— YOUR INSTRUCTIONS —
Repeat every entry below exactly.

Region pointing data:

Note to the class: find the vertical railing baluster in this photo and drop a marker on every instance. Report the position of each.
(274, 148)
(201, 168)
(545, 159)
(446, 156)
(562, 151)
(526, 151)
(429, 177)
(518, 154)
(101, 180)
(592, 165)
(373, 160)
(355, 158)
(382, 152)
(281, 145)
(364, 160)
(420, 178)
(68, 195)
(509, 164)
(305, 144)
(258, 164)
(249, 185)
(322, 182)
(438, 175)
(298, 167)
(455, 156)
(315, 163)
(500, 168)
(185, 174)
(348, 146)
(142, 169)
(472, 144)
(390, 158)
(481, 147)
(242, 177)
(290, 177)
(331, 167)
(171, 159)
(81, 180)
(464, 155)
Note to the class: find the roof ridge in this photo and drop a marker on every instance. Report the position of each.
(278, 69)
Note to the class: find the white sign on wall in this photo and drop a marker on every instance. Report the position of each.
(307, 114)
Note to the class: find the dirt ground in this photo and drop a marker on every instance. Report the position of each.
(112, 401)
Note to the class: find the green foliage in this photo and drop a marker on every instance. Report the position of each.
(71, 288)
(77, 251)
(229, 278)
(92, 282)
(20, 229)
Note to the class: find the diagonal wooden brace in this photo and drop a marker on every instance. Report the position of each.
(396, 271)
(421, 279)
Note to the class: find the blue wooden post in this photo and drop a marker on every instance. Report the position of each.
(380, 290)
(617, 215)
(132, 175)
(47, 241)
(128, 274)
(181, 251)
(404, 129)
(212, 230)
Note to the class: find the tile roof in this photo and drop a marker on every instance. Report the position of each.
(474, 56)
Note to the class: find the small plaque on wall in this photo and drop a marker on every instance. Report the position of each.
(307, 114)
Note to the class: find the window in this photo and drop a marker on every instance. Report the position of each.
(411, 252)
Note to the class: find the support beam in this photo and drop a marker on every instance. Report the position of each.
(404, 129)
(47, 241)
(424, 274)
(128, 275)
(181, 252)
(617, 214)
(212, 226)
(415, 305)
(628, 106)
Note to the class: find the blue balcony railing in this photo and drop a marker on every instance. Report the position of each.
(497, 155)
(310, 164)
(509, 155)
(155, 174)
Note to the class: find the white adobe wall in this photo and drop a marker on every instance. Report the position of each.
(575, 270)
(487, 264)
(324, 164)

— TASK ANSWER —
Note to the class: find the vertical railing baluster in this photo and drop a marker on every instance. Report the position of each.
(274, 148)
(201, 168)
(545, 159)
(446, 156)
(562, 151)
(526, 151)
(429, 177)
(518, 154)
(101, 180)
(592, 165)
(373, 160)
(355, 158)
(382, 152)
(281, 145)
(364, 160)
(420, 178)
(68, 195)
(509, 164)
(305, 144)
(258, 164)
(249, 185)
(322, 182)
(438, 175)
(298, 167)
(455, 156)
(315, 163)
(500, 168)
(185, 174)
(348, 146)
(142, 169)
(472, 144)
(390, 158)
(481, 147)
(242, 177)
(290, 177)
(331, 167)
(171, 159)
(81, 180)
(464, 155)
Note to the class: find the roof ridge in this photo and drop a marker on every instance. Report the position of each.
(278, 69)
Note to the class: find the white sign on wall in this photo and drop a marker on every instance. Report the position of each.
(307, 114)
Note to the class: find the dirt ground in this photo and drop a marker on every instance. Report the position of each.
(112, 401)
Note to the class: find the green foliage in this photo and drop a marker on every instance. Report the position of each.
(71, 288)
(77, 251)
(229, 278)
(92, 282)
(20, 229)
Note to the class: find the diagonal wooden brace in this photo and drop a marker on every instance. Report the position of each.
(396, 271)
(421, 279)
Note to the class: find the blue wooden post in this photo and drop a marker on every instance. Report the position of each.
(380, 290)
(617, 215)
(132, 175)
(47, 241)
(128, 274)
(181, 251)
(404, 129)
(212, 230)
Note to the class: find the tile roof in this photo and drop a marker on every instance. Report the position of each.
(474, 56)
Note to the class: find the small plaque on wall in this photo and drop a marker on every instance. Report the position of each.
(307, 114)
Note to the class: find the window in this photo and drop a marker on every instance. Report the position of each.
(411, 252)
Note to the class: find the support beam in this photo and drop a marker on every instance. Report the position of each.
(404, 129)
(47, 241)
(424, 274)
(128, 275)
(181, 252)
(617, 214)
(212, 226)
(415, 305)
(628, 106)
Note to the class: find the blue balcony railing in this photo and drop a marker on every instance. Report the position of each.
(497, 155)
(310, 164)
(509, 155)
(155, 174)
Note to the class: find the white adobe wall in this photo and drop a marker on every instance. Report the position of each.
(575, 270)
(487, 264)
(324, 164)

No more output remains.